§ Supplied passage:
==============================

Book Review: My Sister, the Serial Killer

Jackie Wilson Asheeke

A novel by Oyinkan Braithwaite

Because I am a bona fide 2020 pandemic homebody, I am reading more books. I am on Amazon.com and audible.com, so I swim in eBooks and audiobooks these days. I stumbled on this book My Sister, the Serial Killer some time ago; it came out two years ago.

I listened to the audiobook version because it was on sale and my book-buying budget is very challenged these days. It is of a plotline, setting and ‘voice’ that is rare in the books that I come across. The author is a black Nigerian woman, telling a dark, funny, poignant multi-faceted story that is engaging.

A Washington Post book critic wrote, “The title of Oyinkan Braithwaite’s debut novel, “My Sister, the Serial Killer,” is simultaneously accurate and misleading. The book is not at all the pulpy slasher story you might expect. Instead, it is a playful yet affecting examination of sibling rivalry, the legacy of abuse and the shallow sexism of Nigeria’s patriarchal society.”

==============================

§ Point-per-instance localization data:

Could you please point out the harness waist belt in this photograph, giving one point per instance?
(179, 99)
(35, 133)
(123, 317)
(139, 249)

==============================

§ Work to complete:
(a) Retype the book review starting at "A novel by Oyinkan" and ending at "that is engaging.".
(b) From the book review, list the subjects that the Washington Post critic says the novel examines.
(c) Condense the book review's paragraph beginning "I listened to the audiobook version" into a shorter version that keeps its main facts.

§ Answer section:
(a)
A novel by Oyinkan Braithwaite

Because I am a bona fide 2020 pandemic homebody, I am reading more books. I am on Amazon.com and audible.com, so I swim in eBooks and audiobooks these days. I stumbled on this book My Sister, the Serial Killer some time ago; it came out two years ago.

I listened to the audiobook version because it was on sale and my book-buying budget is very challenged these days. It is of a plotline, setting and ‘voice’ that is rare in the books that I come across. The author is a black Nigerian woman, telling a dark, funny, poignant multi-faceted story that is engaging.

(b)
- Sibling rivalry
- The legacy of abuse
- The shallow sexism of Nigeria's patriarchal society

(c) I chose the audiobook because it was on sale and my book budget is tight. Its plotline, setting and voice are rare among the books I come across. The author, a black Nigerian woman, tells a dark, funny, poignant, multi-faceted and engaging story.